DIRECTIONS FOR THIS TASK
Convert the lines below, from the line holding "Each instance of the pink basket" through the end of the rows, both ends included, into a Markdown table with the columns "No." and "Line", numbering each line and skipping blank ones.

TASK INPUTS
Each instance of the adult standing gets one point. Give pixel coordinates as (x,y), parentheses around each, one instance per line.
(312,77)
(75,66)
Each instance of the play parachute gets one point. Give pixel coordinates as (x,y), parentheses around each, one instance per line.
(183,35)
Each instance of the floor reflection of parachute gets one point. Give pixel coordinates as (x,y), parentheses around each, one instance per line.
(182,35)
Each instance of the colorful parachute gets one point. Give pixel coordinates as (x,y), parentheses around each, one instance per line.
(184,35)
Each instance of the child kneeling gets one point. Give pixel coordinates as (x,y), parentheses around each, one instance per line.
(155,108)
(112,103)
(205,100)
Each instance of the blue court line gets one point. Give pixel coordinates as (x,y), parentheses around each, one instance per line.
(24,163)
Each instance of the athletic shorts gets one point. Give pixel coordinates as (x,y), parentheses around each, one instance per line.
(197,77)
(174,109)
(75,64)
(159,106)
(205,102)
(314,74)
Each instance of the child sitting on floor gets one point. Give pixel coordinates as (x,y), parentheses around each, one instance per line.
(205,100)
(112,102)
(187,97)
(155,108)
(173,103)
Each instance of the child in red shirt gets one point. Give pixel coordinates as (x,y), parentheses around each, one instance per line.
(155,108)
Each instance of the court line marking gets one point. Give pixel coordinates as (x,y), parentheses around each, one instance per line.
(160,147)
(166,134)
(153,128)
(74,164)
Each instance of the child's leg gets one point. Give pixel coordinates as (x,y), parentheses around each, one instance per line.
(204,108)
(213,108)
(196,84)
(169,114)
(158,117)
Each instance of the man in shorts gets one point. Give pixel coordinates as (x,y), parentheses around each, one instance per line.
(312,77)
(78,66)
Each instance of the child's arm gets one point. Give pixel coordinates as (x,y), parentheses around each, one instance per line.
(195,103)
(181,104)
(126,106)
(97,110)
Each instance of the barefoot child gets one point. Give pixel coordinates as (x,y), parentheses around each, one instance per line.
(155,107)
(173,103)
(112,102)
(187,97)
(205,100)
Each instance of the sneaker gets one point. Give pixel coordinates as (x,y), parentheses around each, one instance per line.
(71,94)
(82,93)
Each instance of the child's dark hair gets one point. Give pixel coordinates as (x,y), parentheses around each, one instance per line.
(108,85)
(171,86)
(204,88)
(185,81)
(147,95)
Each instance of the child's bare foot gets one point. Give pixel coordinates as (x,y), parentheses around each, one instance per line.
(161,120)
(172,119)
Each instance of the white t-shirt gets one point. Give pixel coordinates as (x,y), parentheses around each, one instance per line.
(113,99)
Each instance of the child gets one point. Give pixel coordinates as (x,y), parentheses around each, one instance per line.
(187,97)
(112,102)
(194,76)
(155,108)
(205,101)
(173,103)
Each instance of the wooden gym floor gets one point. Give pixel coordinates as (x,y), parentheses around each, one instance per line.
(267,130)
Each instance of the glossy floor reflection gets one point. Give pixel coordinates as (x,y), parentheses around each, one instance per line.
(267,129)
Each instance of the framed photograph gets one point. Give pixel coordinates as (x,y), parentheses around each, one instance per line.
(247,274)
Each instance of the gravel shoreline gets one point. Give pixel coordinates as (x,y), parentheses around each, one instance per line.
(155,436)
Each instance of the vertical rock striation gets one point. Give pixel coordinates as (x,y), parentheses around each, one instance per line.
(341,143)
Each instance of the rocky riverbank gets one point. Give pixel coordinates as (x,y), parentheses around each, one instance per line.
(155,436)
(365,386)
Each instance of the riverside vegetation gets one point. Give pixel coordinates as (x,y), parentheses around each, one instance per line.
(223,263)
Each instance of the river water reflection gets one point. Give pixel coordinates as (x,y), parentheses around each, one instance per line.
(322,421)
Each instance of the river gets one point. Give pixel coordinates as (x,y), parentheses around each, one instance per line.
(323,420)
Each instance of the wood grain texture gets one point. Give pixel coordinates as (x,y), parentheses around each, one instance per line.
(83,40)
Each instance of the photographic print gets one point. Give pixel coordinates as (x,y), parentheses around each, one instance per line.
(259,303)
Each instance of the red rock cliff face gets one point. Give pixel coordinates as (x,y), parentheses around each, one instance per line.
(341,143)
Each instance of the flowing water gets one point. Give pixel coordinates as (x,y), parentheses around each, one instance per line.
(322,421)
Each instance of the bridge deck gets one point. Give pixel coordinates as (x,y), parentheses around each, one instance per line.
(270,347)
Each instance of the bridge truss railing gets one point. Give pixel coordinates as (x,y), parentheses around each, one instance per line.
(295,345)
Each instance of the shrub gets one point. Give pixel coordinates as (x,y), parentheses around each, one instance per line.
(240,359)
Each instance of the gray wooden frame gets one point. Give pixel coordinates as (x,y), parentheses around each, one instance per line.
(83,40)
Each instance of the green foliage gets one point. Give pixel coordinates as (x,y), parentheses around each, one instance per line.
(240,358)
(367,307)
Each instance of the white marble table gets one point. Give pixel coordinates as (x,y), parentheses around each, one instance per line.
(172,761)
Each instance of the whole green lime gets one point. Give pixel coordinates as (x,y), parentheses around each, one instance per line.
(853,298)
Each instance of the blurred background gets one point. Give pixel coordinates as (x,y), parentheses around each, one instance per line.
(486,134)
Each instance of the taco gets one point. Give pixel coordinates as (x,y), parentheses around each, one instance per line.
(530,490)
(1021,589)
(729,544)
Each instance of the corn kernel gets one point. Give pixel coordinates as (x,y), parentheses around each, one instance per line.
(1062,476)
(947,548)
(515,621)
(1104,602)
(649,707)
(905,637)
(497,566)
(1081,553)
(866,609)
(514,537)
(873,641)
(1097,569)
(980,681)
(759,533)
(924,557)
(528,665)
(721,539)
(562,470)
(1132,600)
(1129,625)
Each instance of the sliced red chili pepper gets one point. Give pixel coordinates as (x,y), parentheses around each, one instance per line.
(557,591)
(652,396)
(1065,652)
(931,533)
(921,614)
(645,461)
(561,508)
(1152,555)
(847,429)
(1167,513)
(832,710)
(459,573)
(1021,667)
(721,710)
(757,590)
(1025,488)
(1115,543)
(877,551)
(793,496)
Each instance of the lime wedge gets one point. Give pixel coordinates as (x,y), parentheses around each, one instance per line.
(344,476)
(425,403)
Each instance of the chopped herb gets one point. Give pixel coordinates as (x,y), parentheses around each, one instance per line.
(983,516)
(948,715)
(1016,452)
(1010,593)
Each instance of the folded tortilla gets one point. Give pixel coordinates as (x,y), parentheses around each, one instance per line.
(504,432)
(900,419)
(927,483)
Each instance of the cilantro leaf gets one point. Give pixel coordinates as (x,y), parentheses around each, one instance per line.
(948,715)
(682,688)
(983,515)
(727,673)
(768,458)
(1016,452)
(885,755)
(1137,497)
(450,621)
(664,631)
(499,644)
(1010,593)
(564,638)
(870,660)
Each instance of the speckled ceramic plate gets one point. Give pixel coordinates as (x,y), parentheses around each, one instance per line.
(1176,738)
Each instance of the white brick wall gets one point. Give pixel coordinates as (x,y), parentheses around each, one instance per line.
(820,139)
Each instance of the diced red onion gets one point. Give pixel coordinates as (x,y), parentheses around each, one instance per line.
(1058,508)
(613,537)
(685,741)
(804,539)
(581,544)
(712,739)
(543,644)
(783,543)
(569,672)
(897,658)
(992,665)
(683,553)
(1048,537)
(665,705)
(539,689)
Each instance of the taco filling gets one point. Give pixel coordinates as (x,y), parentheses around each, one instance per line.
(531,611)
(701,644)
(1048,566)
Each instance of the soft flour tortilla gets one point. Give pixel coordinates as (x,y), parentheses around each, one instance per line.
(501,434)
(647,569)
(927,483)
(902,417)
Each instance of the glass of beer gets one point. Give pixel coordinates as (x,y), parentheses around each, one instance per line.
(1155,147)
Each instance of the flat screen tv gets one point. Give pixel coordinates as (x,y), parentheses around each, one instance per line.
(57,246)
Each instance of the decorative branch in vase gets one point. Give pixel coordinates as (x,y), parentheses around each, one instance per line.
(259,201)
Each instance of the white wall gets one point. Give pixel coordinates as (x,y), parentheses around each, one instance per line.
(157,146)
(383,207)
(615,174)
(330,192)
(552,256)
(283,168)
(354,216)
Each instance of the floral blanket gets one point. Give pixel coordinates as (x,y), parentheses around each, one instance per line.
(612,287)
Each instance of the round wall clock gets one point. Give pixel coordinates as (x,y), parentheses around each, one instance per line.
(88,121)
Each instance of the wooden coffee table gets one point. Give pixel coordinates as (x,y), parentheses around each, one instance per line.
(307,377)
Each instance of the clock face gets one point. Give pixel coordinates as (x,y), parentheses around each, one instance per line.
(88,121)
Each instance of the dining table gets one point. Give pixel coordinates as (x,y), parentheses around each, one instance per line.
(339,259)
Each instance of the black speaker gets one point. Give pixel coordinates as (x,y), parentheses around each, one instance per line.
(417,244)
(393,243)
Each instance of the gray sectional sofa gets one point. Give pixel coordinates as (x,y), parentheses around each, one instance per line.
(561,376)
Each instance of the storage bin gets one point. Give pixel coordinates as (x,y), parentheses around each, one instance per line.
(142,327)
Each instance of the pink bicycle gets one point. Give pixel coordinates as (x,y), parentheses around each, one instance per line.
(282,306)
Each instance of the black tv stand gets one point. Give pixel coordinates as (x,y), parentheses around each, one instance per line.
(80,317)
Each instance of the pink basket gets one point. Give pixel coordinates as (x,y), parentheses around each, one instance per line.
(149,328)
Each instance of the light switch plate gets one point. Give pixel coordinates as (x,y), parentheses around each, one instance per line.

THE RESPONSE
| No. | Line |
|---|---|
| 1 | Each instance of the pink basket gets one point. Give pixel coordinates as (x,y), parentheses around each, one instance per line. |
| 2 | (149,328) |
| 3 | Each instance of the light switch plate gets one point. Give pixel coordinates as (x,y), parentheses around each, one instance per line. |